» **Texto extraído**
:::

A GUERRA DO TRÂNSITO CONTINUA



         Há 13 anos escrevi um texto intitulado “A Guerra do Trânsito”. O título fazia referência ao número diário de mortos em acidentes nas ruas e estradas, que chegava próximo a 120 no Brasil e 4.000 no mundo. Embora este número (de óbitos de trânsito diários no mundo) seja menor que o de vítimas da 2ª Guerra Mundial – que chegou a 38.000,00 - está acima do de outros conflitos, como as Guerras da Secessão e do Vietnã, com 500 vítimas diárias. Só no Brasil, os mortos superam em 3 vezes os brasileiros mortos por dia na guerra do Paraguai.

             Da data de publicação do artigo até hoje, o Brasil já perdeu mais de 570 mil vidas no trânsito, ou seja: a guerra continua. É uma tragédia considerável pelo número de mortos, e ainda mais catastrófica pelo tempo que vem se desenrolando, lembrando ainda que não tem prazo para terminar.

 


              Mas por que transitamos?

          O homem é um ser nômade por natureza. Desde os tempos pré-históricos, sua sobrevivência estava intimamente ligada a movimentos migratórios de tribos inteiras em busca de alimentos e proteção.

              Com a evolução da civilização e a criação do automóvel e outros veículos, tornou-se necessária a construção de estrutura gigantesca de vias, estradas, ruas, para facilitar o deslocamento de pessoas, animais e mercadorias para diversos lugares do planeta. Também foi imprescindível criar leis e regras para regular a circulação e tecnologia de deslocamento e segurança.  A movimentação de bens e seres, envolvendo suas características, diversidades e regramento, compreende o que genericamente denominamos de Trânsito.

:::

» **Seção de dados**
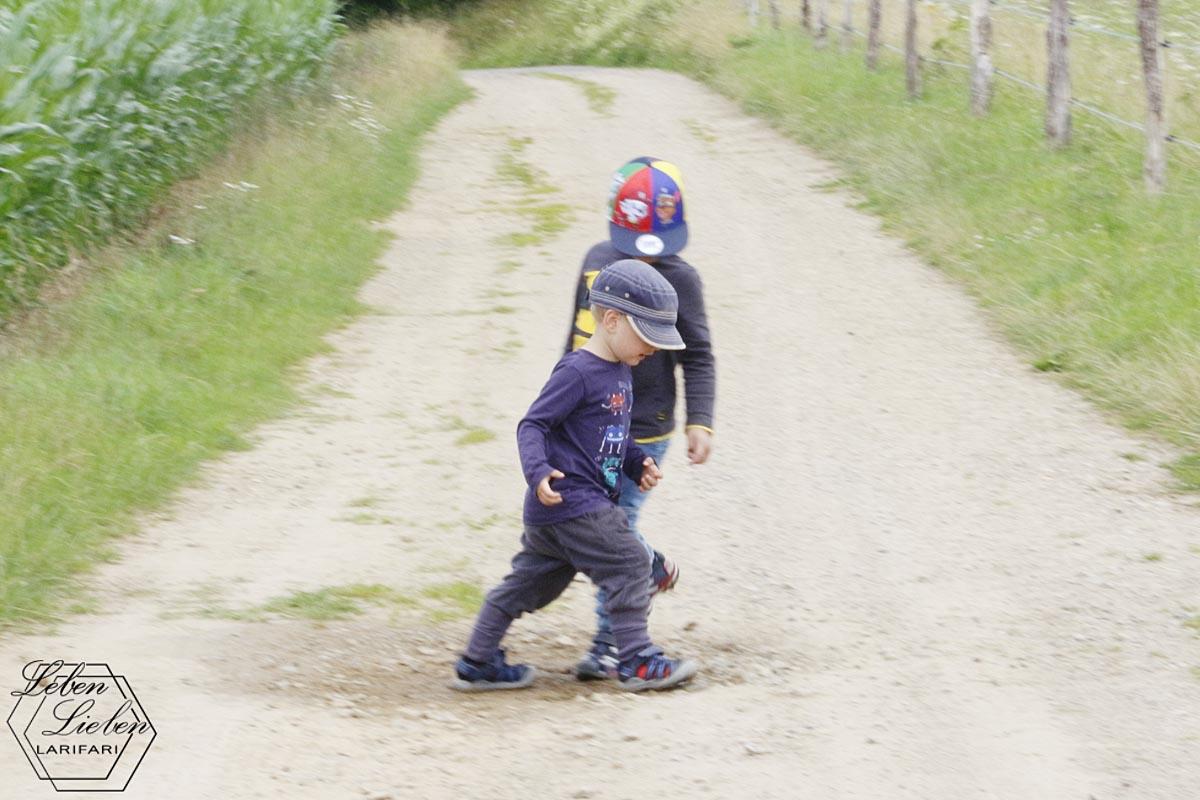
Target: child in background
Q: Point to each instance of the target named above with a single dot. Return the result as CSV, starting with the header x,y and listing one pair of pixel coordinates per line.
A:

:::

Escreva novamente, por completo e sem nenhuma alteração, o texto sobre a guerra do trânsito. As linhas não têm nenhum papel nesta atividade.

» **Solução da tarefa**
A GUERRA DO TRÂNSITO CONTINUA



         Há 13 anos escrevi um texto intitulado “A Guerra do Trânsito”. O título fazia referência ao número diário de mortos em acidentes nas ruas e estradas, que chegava próximo a 120 no Brasil e 4.000 no mundo. Embora este número (de óbitos de trânsito diários no mundo) seja menor que o de vítimas da 2ª Guerra Mundial – que chegou a 38.000,00 - está acima do de outros conflitos, como as Guerras da Secessão e do Vietnã, com 500 vítimas diárias. Só no Brasil, os mortos superam em 3 vezes os brasileiros mortos por dia na guerra do Paraguai.

             Da data de publicação do artigo até hoje, o Brasil já perdeu mais de 570 mil vidas no trânsito, ou seja: a guerra continua. É uma tragédia considerável pelo número de mortos, e ainda mais catastrófica pelo tempo que vem se desenrolando, lembrando ainda que não tem prazo para terminar.

 


              Mas por que transitamos?

          O homem é um ser nômade por natureza. Desde os tempos pré-históricos, sua sobrevivência estava intimamente ligada a movimentos migratórios de tribos inteiras em busca de alimentos e proteção.

              Com a evolução da civilização e a criação do automóvel e outros veículos, tornou-se necessária a construção de estrutura gigantesca de vias, estradas, ruas, para facilitar o deslocamento de pessoas, animais e mercadorias para diversos lugares do planeta. Também foi imprescindível criar leis e regras para regular a circulação e tecnologia de deslocamento e segurança.  A movimentação de bens e seres, envolvendo suas características, diversidades e regramento, compreende o que genericamente denominamos de Trânsito.